## Short task
Retype without changes the lines beginning at the line that contains "point: white mud" and continuing through the last of the lines. Leave the pictures out of your answer.

## Dataset rows
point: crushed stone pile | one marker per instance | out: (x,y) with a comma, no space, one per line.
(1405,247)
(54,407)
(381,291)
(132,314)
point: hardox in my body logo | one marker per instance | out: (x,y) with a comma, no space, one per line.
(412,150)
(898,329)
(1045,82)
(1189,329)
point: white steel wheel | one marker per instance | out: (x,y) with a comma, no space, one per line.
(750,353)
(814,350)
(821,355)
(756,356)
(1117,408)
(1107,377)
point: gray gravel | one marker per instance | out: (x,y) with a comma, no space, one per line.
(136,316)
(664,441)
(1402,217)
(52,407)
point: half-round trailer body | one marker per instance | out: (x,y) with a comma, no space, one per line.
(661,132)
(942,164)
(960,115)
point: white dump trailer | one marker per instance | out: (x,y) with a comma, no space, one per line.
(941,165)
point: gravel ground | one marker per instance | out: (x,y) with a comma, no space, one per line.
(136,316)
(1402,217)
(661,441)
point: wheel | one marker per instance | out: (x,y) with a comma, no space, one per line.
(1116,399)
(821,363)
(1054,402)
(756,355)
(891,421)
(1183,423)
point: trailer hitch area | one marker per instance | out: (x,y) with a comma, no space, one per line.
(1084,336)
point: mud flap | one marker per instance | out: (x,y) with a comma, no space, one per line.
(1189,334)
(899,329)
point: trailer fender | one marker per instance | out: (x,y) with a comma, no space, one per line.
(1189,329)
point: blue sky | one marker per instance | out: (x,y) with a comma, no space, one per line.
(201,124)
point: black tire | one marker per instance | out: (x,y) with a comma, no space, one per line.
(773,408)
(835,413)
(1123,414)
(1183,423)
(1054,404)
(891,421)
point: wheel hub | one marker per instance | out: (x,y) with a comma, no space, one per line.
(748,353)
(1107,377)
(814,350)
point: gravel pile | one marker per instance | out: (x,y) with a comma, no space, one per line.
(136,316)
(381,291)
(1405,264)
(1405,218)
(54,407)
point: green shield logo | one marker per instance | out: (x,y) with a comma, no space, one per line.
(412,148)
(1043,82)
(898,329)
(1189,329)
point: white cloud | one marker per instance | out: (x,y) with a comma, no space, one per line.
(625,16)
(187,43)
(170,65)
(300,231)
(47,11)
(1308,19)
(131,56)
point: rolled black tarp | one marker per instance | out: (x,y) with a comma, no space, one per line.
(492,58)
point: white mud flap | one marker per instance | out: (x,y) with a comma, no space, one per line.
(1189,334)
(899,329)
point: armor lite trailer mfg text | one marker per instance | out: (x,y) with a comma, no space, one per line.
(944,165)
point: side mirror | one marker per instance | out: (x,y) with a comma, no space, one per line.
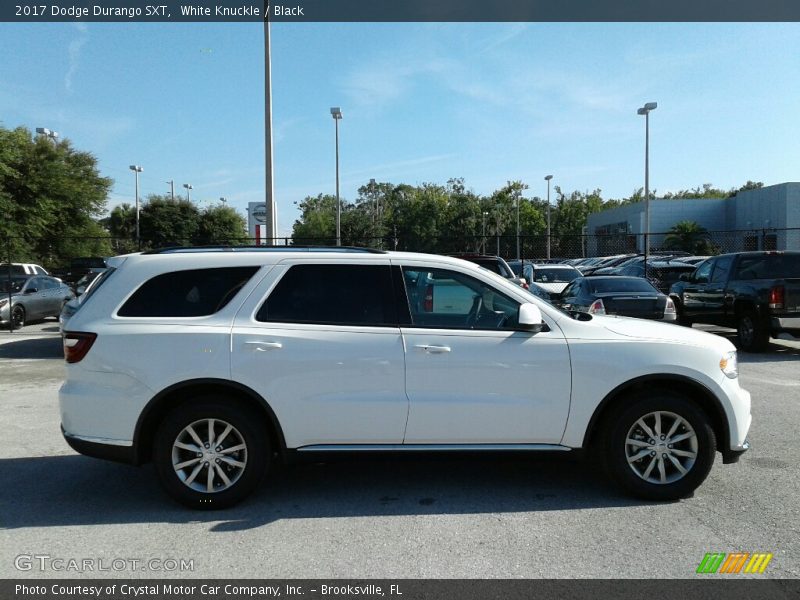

## The reply
point: white mud flap | one marker per instance | out: (x,y) with a comma, no space, one per line.
(1189,334)
(899,329)
point: armor lite trailer mfg text | one marker per instance | out: (x,y) with a comma, no space, one per line.
(944,165)
point: side mirror | one marker per instance | out: (x,y) with a comma, no space, one per line.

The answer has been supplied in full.